+++ Dataset extract +++

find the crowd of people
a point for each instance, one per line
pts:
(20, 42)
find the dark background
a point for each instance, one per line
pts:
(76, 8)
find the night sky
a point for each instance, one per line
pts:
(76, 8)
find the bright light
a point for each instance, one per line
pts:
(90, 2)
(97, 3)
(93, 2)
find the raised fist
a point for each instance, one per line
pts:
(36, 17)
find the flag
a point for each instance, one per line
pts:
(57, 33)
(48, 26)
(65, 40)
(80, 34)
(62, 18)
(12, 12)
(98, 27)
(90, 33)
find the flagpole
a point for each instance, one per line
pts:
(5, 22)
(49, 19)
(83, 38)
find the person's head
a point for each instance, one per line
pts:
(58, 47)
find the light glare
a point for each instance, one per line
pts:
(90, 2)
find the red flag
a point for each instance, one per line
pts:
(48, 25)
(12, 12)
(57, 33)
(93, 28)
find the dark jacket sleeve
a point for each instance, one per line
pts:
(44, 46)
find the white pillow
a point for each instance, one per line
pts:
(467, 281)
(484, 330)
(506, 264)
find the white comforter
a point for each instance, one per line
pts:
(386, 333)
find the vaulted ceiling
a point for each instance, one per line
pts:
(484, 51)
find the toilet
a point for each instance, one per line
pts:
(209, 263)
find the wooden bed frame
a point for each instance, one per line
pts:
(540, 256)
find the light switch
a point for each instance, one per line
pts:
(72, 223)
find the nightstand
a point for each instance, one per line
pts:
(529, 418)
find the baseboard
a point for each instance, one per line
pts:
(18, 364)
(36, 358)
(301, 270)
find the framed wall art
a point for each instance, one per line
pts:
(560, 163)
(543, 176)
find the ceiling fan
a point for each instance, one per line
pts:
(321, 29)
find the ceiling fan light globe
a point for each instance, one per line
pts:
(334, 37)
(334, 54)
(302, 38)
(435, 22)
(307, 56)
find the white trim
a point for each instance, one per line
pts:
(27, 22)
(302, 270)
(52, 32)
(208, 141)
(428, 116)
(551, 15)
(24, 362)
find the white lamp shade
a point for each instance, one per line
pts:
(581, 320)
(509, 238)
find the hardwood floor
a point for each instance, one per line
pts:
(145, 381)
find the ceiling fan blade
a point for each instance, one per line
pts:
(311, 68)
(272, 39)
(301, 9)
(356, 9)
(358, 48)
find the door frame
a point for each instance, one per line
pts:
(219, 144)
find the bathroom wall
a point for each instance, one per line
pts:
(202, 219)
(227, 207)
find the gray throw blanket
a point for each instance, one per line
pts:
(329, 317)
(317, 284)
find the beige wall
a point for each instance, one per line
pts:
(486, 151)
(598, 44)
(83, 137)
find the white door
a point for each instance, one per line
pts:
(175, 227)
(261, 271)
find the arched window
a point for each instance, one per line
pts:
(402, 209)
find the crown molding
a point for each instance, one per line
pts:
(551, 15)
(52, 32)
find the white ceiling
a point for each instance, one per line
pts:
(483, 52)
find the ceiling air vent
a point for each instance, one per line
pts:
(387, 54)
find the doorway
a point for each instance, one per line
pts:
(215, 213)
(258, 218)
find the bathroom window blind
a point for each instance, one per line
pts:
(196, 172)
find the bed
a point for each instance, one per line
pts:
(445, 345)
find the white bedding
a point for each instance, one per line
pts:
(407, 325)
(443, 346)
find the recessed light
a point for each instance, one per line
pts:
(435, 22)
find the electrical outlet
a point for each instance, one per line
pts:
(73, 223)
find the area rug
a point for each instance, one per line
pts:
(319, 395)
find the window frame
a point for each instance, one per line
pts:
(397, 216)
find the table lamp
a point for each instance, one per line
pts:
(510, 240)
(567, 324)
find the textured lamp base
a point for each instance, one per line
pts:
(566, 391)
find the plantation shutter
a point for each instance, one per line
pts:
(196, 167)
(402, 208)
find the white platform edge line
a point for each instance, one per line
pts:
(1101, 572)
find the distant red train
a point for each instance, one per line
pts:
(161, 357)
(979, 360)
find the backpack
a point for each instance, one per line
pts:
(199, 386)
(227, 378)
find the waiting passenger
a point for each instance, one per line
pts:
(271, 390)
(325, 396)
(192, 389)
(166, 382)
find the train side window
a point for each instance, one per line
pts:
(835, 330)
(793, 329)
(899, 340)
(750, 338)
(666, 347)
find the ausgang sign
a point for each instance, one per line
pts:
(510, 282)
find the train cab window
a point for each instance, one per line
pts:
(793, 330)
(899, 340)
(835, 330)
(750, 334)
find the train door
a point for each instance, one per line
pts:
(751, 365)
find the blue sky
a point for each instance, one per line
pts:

+++

Exercise instructions: Print, word for word, the part of the material that opens with the line containing "find the ausgang sign" and closes at the end of the material.

Exercise answer:
find the ausgang sign
a point for each instance, one per line
pts:
(510, 282)
find the train cab window
a point for each instance, one per line
pts:
(793, 330)
(899, 340)
(835, 330)
(750, 334)
find the train door
a point for each instance, one per line
pts:
(751, 365)
find the blue sky
a point for each instance, one per line
pts:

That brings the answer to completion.